**EXERCISE TASK**
Put every line of the rows below into a JSON list of strings, one string per line, with blank lines left out. Leave the pictures out of the list.

**ROWS**

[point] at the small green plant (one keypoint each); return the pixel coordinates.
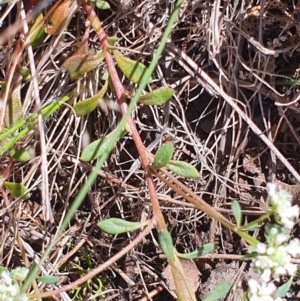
(10, 284)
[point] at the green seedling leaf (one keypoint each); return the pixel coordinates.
(14, 108)
(2, 269)
(48, 279)
(207, 248)
(133, 70)
(98, 148)
(20, 155)
(24, 71)
(89, 105)
(283, 289)
(251, 228)
(17, 190)
(220, 291)
(118, 226)
(101, 4)
(56, 21)
(157, 97)
(166, 244)
(112, 41)
(79, 64)
(19, 273)
(37, 32)
(237, 213)
(183, 169)
(28, 124)
(163, 155)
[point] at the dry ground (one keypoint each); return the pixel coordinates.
(234, 67)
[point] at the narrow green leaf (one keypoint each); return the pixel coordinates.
(89, 105)
(37, 32)
(48, 279)
(251, 228)
(237, 213)
(20, 155)
(24, 71)
(101, 4)
(220, 291)
(112, 40)
(156, 97)
(163, 155)
(118, 226)
(29, 123)
(166, 244)
(19, 273)
(183, 169)
(98, 148)
(133, 70)
(283, 289)
(17, 190)
(207, 248)
(79, 64)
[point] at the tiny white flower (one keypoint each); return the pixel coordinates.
(14, 289)
(294, 247)
(288, 224)
(274, 231)
(291, 268)
(281, 238)
(279, 271)
(266, 275)
(261, 248)
(6, 277)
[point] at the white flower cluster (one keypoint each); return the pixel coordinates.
(281, 205)
(10, 287)
(273, 258)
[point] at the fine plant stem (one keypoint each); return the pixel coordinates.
(102, 267)
(190, 196)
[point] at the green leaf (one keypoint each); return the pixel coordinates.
(118, 226)
(2, 269)
(37, 32)
(133, 70)
(20, 155)
(101, 4)
(112, 40)
(283, 289)
(28, 124)
(166, 244)
(250, 228)
(17, 190)
(98, 148)
(220, 291)
(79, 64)
(237, 213)
(163, 155)
(89, 105)
(24, 71)
(183, 169)
(156, 97)
(19, 273)
(48, 279)
(207, 248)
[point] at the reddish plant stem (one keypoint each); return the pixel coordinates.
(119, 91)
(100, 268)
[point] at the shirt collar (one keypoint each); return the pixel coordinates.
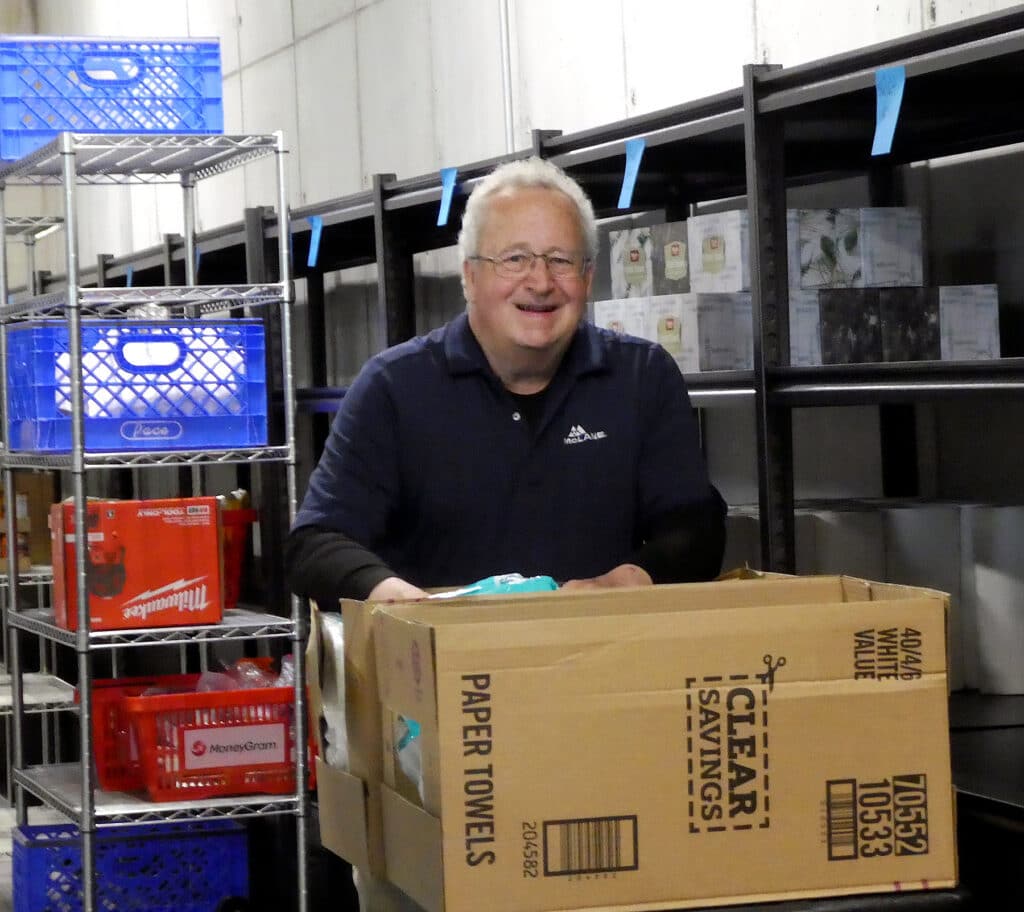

**OUTPUT FOR THIS EXERCISE**
[
  "[point] at the small green plant (one keypoint each); return the pixel coordinates.",
  "(10, 284)",
  "[point] at the green seedling leaf (one keypoint each); return the pixel coordinates.",
  "(14, 108)",
  "(2, 269)",
  "(48, 279)",
  "(207, 248)",
  "(133, 70)",
  "(98, 148)",
  "(20, 155)",
  "(24, 71)",
  "(89, 105)",
  "(283, 289)",
  "(251, 228)",
  "(17, 190)",
  "(220, 291)",
  "(118, 226)",
  "(101, 4)",
  "(56, 21)",
  "(157, 97)",
  "(166, 244)",
  "(112, 41)",
  "(79, 64)",
  "(19, 273)",
  "(37, 32)",
  "(237, 213)",
  "(183, 169)",
  "(28, 124)",
  "(163, 155)",
  "[point] at the dry ground (one keypoint each); return the pixel coordinates.",
  "(234, 67)",
  "[point] at the narrow green leaf (one keypoint each); return the pixel coordinates.",
  "(89, 105)",
  "(37, 32)",
  "(48, 279)",
  "(251, 228)",
  "(237, 213)",
  "(20, 155)",
  "(24, 71)",
  "(101, 4)",
  "(220, 291)",
  "(112, 40)",
  "(156, 97)",
  "(163, 155)",
  "(118, 226)",
  "(29, 123)",
  "(166, 244)",
  "(19, 273)",
  "(183, 169)",
  "(98, 148)",
  "(133, 70)",
  "(283, 289)",
  "(17, 190)",
  "(207, 248)",
  "(79, 64)",
  "[point] at the tiny white flower (one keypoint each); return the pixel coordinates.",
  "(14, 289)",
  "(294, 247)",
  "(288, 224)",
  "(274, 231)",
  "(291, 268)",
  "(281, 238)",
  "(279, 271)",
  "(266, 275)",
  "(261, 248)",
  "(6, 277)",
  "[point] at the white flower cluster (one keypoint each); return the pixel coordinates.",
  "(281, 205)",
  "(10, 287)",
  "(273, 258)",
  "[point] at the fine plant stem (one keypoint each); return the pixel coordinates.",
  "(102, 267)",
  "(190, 196)",
  "[point] at the green leaf (one keypoint each); return the pixel coordinates.",
  "(118, 226)",
  "(2, 269)",
  "(37, 32)",
  "(133, 70)",
  "(20, 155)",
  "(101, 4)",
  "(112, 40)",
  "(283, 289)",
  "(28, 124)",
  "(166, 244)",
  "(250, 228)",
  "(17, 190)",
  "(98, 148)",
  "(220, 291)",
  "(79, 64)",
  "(237, 213)",
  "(163, 155)",
  "(89, 105)",
  "(24, 71)",
  "(183, 169)",
  "(156, 97)",
  "(19, 273)",
  "(48, 279)",
  "(207, 248)",
  "[point] at the reddish plant stem (one keypoint each); return the pixel coordinates.",
  "(119, 91)",
  "(100, 268)",
  "[point] at the shirt collar (one keypoint each); return the pixel coordinates."
]